WHAT YOU ARE ASKED TO DO:
Starting at the line containing "Would you please identify the black necktie" and ending at the line containing "column 175, row 644", write out those lines from the entries below again, putting "stone sidewalk" in place of "cobblestone pavement" and changing nothing else.
- - -
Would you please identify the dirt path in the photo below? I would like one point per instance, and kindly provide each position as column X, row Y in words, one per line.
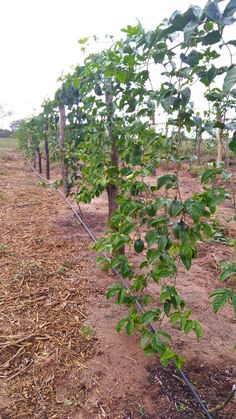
column 60, row 354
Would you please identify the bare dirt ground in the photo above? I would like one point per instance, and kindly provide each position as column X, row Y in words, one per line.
column 60, row 354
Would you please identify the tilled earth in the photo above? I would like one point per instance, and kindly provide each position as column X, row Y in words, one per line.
column 60, row 356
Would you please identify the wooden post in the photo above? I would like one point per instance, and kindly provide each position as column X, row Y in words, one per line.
column 112, row 190
column 198, row 148
column 219, row 134
column 153, row 125
column 39, row 160
column 47, row 157
column 62, row 114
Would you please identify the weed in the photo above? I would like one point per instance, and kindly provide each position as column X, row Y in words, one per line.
column 3, row 246
column 87, row 332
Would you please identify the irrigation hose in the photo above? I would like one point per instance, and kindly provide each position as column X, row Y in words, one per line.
column 116, row 272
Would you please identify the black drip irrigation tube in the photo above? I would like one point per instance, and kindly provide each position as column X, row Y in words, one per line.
column 121, row 279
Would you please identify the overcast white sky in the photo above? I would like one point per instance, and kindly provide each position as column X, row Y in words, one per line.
column 39, row 40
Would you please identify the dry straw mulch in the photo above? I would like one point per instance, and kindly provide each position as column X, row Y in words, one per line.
column 43, row 291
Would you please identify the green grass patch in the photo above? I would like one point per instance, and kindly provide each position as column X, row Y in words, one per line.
column 7, row 146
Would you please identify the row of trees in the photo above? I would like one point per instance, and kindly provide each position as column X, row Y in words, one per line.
column 101, row 127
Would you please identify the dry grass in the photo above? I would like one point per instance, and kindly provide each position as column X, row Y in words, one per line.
column 42, row 304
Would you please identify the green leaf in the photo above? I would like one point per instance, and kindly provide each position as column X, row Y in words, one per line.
column 83, row 41
column 207, row 229
column 193, row 58
column 130, row 326
column 186, row 255
column 211, row 38
column 149, row 350
column 167, row 356
column 232, row 42
column 121, row 324
column 229, row 80
column 213, row 12
column 98, row 90
column 219, row 302
column 228, row 272
column 166, row 180
column 176, row 208
column 198, row 329
column 145, row 340
column 132, row 105
column 121, row 76
column 210, row 173
column 232, row 143
column 230, row 8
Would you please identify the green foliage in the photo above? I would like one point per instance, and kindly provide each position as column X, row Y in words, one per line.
column 109, row 142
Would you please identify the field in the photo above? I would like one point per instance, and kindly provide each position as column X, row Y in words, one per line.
column 61, row 356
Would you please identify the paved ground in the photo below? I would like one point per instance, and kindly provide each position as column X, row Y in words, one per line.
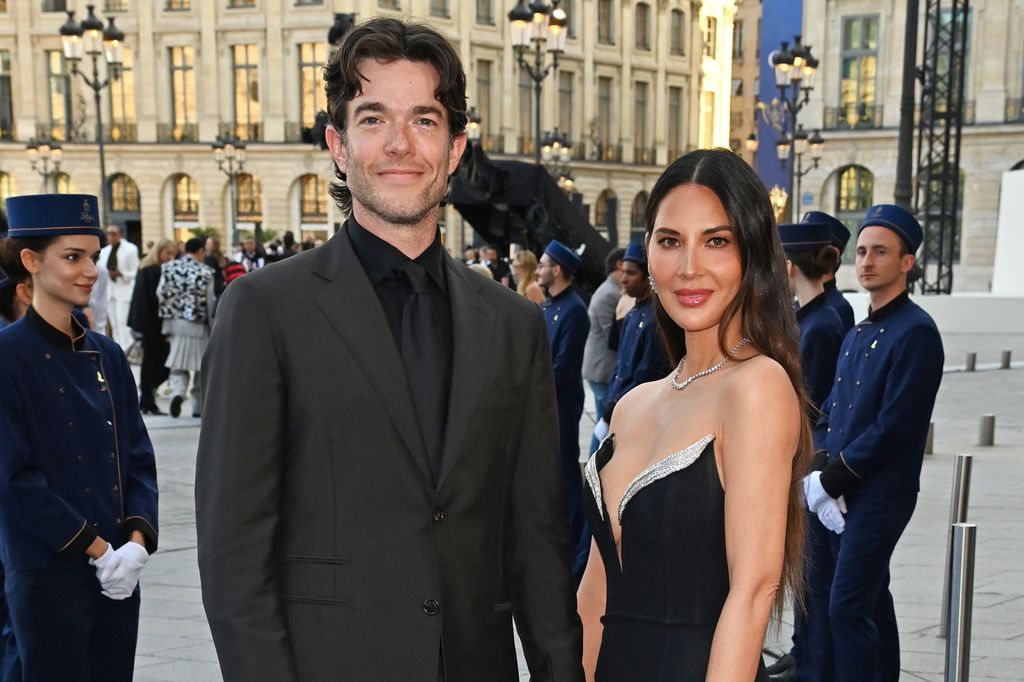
column 175, row 645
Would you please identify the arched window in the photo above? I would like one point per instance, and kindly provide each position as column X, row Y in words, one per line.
column 6, row 187
column 185, row 199
column 678, row 36
column 64, row 184
column 601, row 208
column 124, row 194
column 313, row 199
column 250, row 201
column 641, row 27
column 854, row 195
column 638, row 218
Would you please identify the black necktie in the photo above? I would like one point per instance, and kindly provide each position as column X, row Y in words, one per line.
column 425, row 363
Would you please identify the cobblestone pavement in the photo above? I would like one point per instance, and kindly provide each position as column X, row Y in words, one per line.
column 175, row 644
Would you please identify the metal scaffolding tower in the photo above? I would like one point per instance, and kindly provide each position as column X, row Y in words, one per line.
column 938, row 185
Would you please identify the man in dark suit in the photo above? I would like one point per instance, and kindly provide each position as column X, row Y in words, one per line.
column 366, row 510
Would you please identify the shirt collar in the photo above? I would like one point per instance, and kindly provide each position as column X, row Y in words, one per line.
column 889, row 308
column 53, row 335
column 380, row 258
column 811, row 305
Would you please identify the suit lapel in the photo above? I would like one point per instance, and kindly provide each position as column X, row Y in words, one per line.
column 472, row 332
column 350, row 304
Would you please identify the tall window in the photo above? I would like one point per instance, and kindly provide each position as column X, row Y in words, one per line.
column 642, row 154
column 185, row 199
column 737, row 40
column 525, row 112
column 250, row 201
column 484, row 68
column 6, row 187
column 675, row 123
column 605, row 112
column 313, row 200
column 6, row 98
column 311, row 58
column 677, row 39
column 854, row 195
column 858, row 64
column 183, row 93
column 124, row 194
column 439, row 8
column 59, row 86
column 566, row 80
column 123, row 102
column 641, row 26
column 711, row 38
column 605, row 29
column 485, row 11
column 245, row 65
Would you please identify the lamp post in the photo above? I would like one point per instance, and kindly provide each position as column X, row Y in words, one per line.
column 229, row 153
column 541, row 25
column 794, row 69
column 41, row 156
column 91, row 38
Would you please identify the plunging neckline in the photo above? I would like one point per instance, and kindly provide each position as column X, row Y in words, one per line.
column 668, row 465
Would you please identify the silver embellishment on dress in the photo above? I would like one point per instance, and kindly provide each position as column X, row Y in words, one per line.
column 594, row 479
column 671, row 464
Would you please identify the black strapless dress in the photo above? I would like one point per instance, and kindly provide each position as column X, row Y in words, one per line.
column 666, row 597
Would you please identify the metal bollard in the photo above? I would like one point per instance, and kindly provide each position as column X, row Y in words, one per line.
column 962, row 605
column 958, row 500
column 986, row 430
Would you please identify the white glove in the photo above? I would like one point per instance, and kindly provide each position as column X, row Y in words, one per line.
column 118, row 570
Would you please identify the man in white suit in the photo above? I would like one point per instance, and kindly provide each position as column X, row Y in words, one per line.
column 120, row 259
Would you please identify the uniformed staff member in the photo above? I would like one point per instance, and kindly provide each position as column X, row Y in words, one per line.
column 78, row 482
column 839, row 236
column 568, row 325
column 871, row 438
column 641, row 355
column 811, row 259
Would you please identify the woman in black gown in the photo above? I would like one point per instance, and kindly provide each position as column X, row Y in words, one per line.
column 694, row 497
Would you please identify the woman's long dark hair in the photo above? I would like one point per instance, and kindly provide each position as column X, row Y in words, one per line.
column 763, row 305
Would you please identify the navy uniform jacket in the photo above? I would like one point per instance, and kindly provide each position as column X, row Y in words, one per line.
column 568, row 326
column 641, row 354
column 838, row 301
column 821, row 335
column 875, row 422
column 75, row 457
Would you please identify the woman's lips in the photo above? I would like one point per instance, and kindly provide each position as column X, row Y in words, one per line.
column 691, row 297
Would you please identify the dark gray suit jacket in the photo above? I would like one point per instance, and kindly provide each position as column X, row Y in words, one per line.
column 325, row 550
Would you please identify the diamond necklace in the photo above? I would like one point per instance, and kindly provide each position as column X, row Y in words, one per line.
column 712, row 370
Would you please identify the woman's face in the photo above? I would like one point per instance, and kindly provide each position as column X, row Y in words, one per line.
column 693, row 257
column 65, row 272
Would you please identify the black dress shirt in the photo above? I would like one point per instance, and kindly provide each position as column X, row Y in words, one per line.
column 381, row 260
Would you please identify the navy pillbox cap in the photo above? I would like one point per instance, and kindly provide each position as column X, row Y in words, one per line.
column 805, row 237
column 897, row 219
column 636, row 254
column 563, row 255
column 52, row 215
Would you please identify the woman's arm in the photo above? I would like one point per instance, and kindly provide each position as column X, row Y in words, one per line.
column 591, row 599
column 760, row 434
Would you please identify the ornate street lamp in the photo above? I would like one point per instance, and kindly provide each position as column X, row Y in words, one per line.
column 40, row 156
column 546, row 27
column 229, row 153
column 92, row 39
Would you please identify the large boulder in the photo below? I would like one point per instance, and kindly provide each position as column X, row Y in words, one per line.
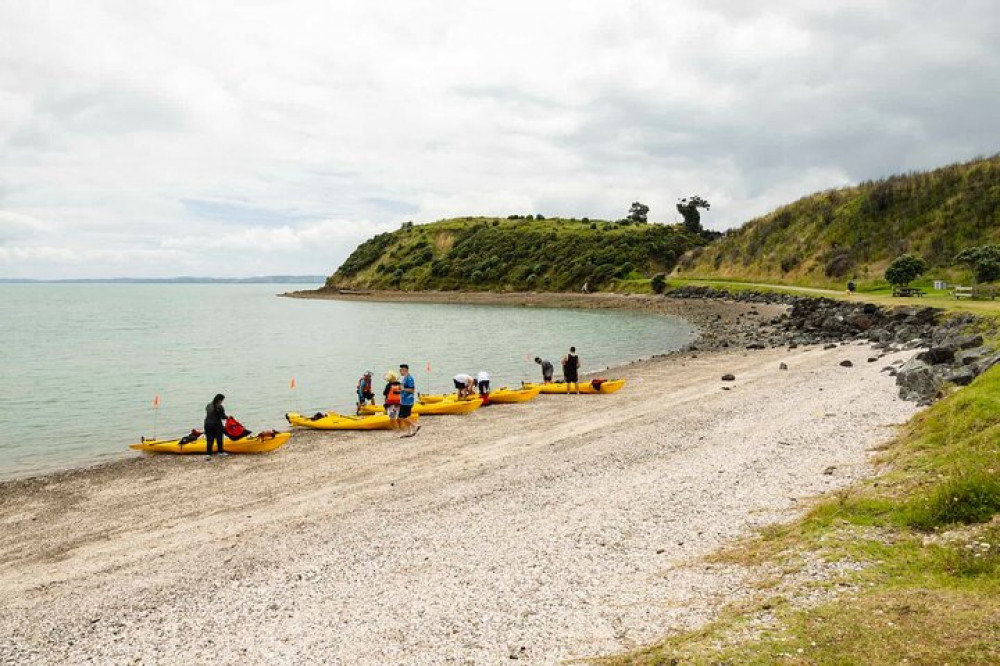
column 917, row 381
column 937, row 355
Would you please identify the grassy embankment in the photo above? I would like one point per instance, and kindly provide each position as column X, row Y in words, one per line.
column 519, row 254
column 824, row 239
column 918, row 550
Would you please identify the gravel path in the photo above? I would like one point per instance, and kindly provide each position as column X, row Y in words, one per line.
column 564, row 528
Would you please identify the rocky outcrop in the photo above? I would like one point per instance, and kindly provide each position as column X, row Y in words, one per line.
column 949, row 354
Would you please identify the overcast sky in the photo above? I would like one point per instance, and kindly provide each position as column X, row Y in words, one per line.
column 256, row 137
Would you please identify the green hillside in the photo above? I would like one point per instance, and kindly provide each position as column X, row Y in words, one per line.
column 516, row 253
column 854, row 232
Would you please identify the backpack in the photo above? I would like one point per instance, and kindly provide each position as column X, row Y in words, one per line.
column 234, row 429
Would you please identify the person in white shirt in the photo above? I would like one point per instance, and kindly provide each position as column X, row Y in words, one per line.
column 483, row 382
column 465, row 384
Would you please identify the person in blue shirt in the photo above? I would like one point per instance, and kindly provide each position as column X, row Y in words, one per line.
column 408, row 396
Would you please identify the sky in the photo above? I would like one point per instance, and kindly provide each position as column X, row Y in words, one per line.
column 238, row 138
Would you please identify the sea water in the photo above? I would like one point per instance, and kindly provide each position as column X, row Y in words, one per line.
column 86, row 369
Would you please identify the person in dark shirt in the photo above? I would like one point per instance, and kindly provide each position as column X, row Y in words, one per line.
column 215, row 418
column 547, row 370
column 571, row 370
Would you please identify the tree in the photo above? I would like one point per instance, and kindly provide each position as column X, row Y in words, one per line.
column 688, row 208
column 638, row 212
column 904, row 270
column 983, row 260
column 658, row 283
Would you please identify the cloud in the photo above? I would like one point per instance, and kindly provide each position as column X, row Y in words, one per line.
column 132, row 131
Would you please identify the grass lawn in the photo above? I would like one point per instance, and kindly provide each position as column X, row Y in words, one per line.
column 880, row 295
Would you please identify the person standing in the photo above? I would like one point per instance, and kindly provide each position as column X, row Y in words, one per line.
column 391, row 393
column 483, row 383
column 407, row 396
column 465, row 384
column 547, row 369
column 215, row 419
column 364, row 390
column 571, row 370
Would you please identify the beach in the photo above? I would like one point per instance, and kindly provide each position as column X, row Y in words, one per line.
column 568, row 527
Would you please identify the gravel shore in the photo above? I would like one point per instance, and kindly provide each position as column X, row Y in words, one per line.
column 563, row 528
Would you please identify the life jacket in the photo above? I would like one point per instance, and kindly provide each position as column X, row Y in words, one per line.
column 234, row 429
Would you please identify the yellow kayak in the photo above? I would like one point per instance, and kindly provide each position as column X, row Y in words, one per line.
column 444, row 406
column 256, row 444
column 334, row 421
column 506, row 396
column 609, row 386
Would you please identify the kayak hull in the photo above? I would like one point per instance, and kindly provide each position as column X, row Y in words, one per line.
column 255, row 444
column 440, row 408
column 334, row 421
column 609, row 386
column 506, row 396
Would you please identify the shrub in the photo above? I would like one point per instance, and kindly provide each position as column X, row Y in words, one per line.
column 905, row 269
column 965, row 499
column 658, row 283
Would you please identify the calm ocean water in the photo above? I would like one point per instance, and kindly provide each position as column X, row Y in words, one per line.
column 80, row 364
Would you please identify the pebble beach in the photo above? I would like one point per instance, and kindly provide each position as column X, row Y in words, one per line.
column 565, row 528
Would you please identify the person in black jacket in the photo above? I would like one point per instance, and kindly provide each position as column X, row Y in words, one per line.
column 215, row 418
column 571, row 370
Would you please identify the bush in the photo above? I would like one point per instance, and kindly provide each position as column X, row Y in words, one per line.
column 904, row 270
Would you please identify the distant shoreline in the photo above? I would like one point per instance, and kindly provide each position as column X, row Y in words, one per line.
column 713, row 315
column 263, row 279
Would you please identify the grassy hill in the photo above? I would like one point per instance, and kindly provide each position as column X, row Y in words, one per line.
column 516, row 253
column 855, row 232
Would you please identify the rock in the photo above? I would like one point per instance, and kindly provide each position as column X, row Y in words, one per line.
column 965, row 342
column 937, row 355
column 917, row 381
column 970, row 356
column 961, row 377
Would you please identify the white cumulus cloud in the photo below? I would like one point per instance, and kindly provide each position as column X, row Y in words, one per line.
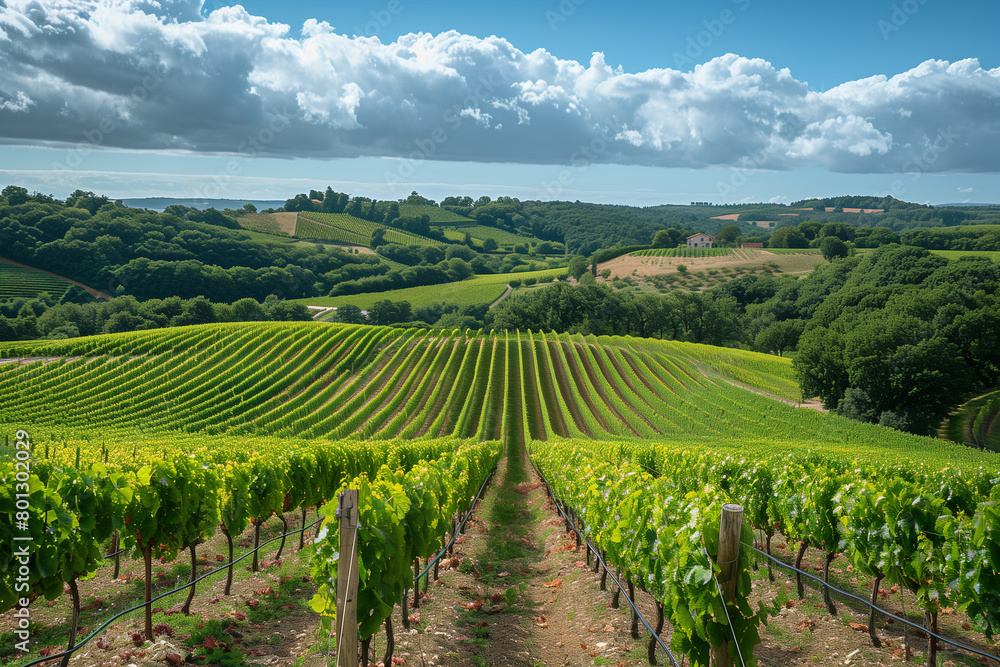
- - -
TASK OUTPUT:
Would you please identify the black necktie in the photo above? I would like one point per instance, and kindly provide each position as column X, row Y in words, one per line.
column 425, row 363
Would you please identify the stone sidewalk in the photo above? I would like one point per instance, and kindly provide each position as column X, row Y in words, one per line.
column 175, row 644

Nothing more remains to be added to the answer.